== SOURCE TEXT

# Lines about Freemasons from conspiracy theorist



## Dontrell Stroman

I created this topic to share with other brothers lines you have heard from non freemasons and conspiracy theorists about freemasons. I'll start - I had a guy ask me, is it true you can go to court and show your ring and be let go. Another - I want tell anyone, I promise, tell me what actually happened to JFK ? Lol


----------



## Brother JC

That we have the Templar treasure and (my favourite) the capstone of the pyramid.


----------



## Dontrell Stroman

I heard that one a bunch also lol


----------



## SeeKer.mm

You know the funny thing is I have never really been asked questions by non-Masons.   Normally people just tell me all about how I am being deceived into Devil worship and New World Order by the Bilderbergs and the Bohemian Grove.   I am never asked a thing about what goes on in Lodge or what it means to me to be a Mason... People already seem to know without ever having asked a question at all.


----------



## SeeKer.mm

Oh don't we have the White House Cornerstone too somewhere?  Lol


----------



## Dontrell Stroman

I've been asked a bunch of questions. I reckon due to be being a very social man, people seem to approach quite a bit


----------



## SeeKer.mm

Ah Yeah see,  I am more semi social.   I tend to have the same friends I have had for years.   Any new acquaintances I make are usually from Lodge or sometimes work.   My Masonic friends are already Masons and the topic rarely comes up when I am around my non Masonic friends,  although they know full well that I am a Mason.


----------



## SeeKer.mm

The people who told me that I was being deceived were from a church I visited with a friend,  never went their again lol


----------



## Dontrell Stroman

I had a really close brother in Christ come to me and inquire about the freemasons. At first I thought he was asking questions because he was interested in joining, but as the conversation went along I noticed bye started asking questions about things he had read online. (Mostly about the ritual) and of course my response to everything was "well, if you read it online; it had to be 100% truth)

====
== DATASET SECTION

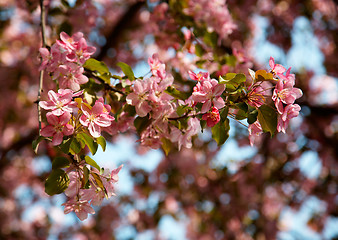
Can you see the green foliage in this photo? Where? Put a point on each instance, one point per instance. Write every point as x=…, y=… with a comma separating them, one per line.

====

STATED TASK 1: List the objects that posters in the Freemason forum thread say Freemasons are supposed to have.
STATED TASK 2: According to the Freemason forum thread, where were the people from who told SeeKer.mm about being deceived?
STATED TASK 3: Using the Freemason forum thread, explain why Dontrell Stroman has been asked many questions about Freemasons.

CORRECT RESULT 1: The Templar treasure, the capstone of the pyramid, and the White House Cornerstone.

CORRECT RESULT 2: They were from a church SeeKer.mm visited with a friend.

CORRECT RESULT 3: Dontrell Stroman reckons it is because of being a very social man. As a result, people approach quite a bit.